## Extract provided
--
In my last post, I explained how AI is helping reinvent Knowledge-Centered Service (KCS) by eliminating the friction in knowledge creation. However, speeding up content creation is only part of the solution—if users can’t find what they need quickly, even the best content won’t have an impact. That’s where semantic search plays a role.
If KCS builds the haystack, then semantic search is how we find the needle, and it represents a fundamentally different approach than what most organizations use today.
The Keyword Trap
Traditional keyword-based search has long frustrated knowledge workers. Why? Because it requires users to guess the exact terms the system expects. If they search with slightly different language or make a typo, they are likely to miss relevant results entirely. Search administrators end up spending countless hours building synonym dictionaries, configuring stop word filters, and tweaking relevance rules just to make search usable.
--
## Prompt A
Edit the passage on AI and Knowledge-Centered Service: give the part from "In my last post, I" up to and including "organizations use today." again, with "semantic search" changed to "meaning-based search".

## Data to process
--
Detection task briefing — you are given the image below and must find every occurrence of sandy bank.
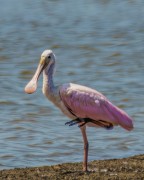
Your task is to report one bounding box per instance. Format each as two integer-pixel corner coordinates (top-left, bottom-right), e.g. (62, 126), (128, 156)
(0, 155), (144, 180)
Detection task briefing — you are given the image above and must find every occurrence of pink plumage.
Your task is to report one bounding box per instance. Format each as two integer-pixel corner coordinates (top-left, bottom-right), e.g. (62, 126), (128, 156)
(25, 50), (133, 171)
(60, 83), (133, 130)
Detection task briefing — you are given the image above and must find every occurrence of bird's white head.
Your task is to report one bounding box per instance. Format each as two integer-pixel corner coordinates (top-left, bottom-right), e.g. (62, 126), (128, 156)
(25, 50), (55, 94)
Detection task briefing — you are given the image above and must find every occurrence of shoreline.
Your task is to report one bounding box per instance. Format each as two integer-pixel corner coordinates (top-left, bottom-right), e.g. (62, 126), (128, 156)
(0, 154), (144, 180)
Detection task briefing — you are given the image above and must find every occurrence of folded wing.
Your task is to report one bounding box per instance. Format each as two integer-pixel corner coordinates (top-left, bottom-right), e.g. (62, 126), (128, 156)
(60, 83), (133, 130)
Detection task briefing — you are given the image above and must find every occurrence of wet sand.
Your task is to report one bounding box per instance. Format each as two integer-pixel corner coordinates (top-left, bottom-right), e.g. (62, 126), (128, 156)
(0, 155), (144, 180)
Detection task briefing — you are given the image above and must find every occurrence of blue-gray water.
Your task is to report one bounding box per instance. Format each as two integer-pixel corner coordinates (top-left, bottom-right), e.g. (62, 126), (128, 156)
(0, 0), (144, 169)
--
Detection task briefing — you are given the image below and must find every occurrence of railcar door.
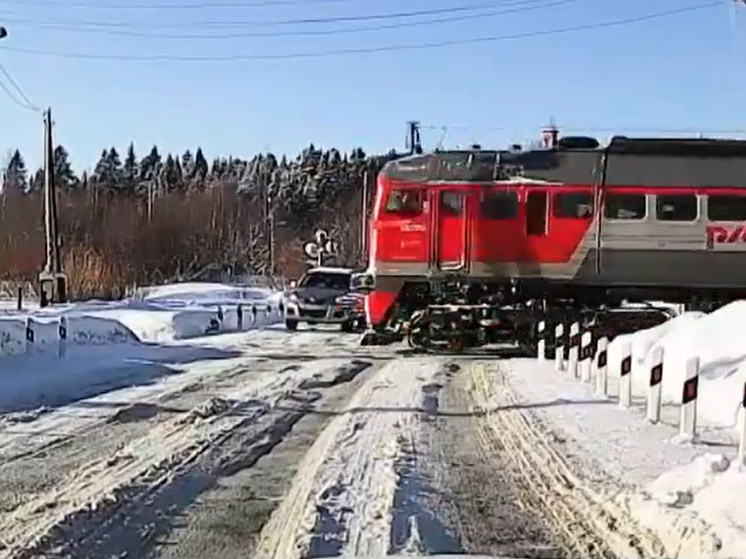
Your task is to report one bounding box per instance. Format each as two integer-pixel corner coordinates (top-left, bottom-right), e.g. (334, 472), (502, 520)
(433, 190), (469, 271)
--
## Prompt B
Convert the records from the line with "occurrence of shoreline." up to and including the line with "(0, 0), (144, 169)" into a two-column CSV headed record_text and record_answer. Give one row per record, with each field quoted and its line breaks turned into spaces.

## Output A
In my last post, I explained how AI is helping reinvent Knowledge-Centered Service (KCS) by eliminating the friction in knowledge creation. However, speeding up content creation is only part of the solution—if users can’t find what they need quickly, even the best content won’t have an impact. That’s where meaning-based search plays a role.
If KCS builds the haystack, then meaning-based search is how we find the needle, and it represents a fundamentally different approach than what most organizations use today.

## Output B
record_text,record_answer
"Detection task briefing — you are given the image above and must find every occurrence of shoreline. Your task is to report one bounding box per instance. Format each as two integer-pixel corner coordinates (top-left, bottom-right), e.g. (62, 126), (128, 156)","(0, 154), (144, 180)"
"Detection task briefing — you are given the image above and must find every occurrence of folded wing. Your task is to report one bounding box per instance. Format each as two integer-pixel corner coordinates (top-left, bottom-right), e.g. (62, 126), (128, 156)","(60, 83), (133, 130)"
"Detection task briefing — you are given the image above and must find every occurrence of wet sand. Your task is to report one bounding box per instance. Format each as two integer-pixel corner coordinates (top-left, bottom-right), e.g. (62, 126), (128, 156)","(0, 155), (144, 180)"
"Detection task briefing — you are given the image above and must find every occurrence of blue-gray water. Your task is to report one bounding box per instance. Format each as two integer-pixel corner coordinates (top-left, bottom-right), e.g. (62, 126), (128, 156)","(0, 0), (144, 169)"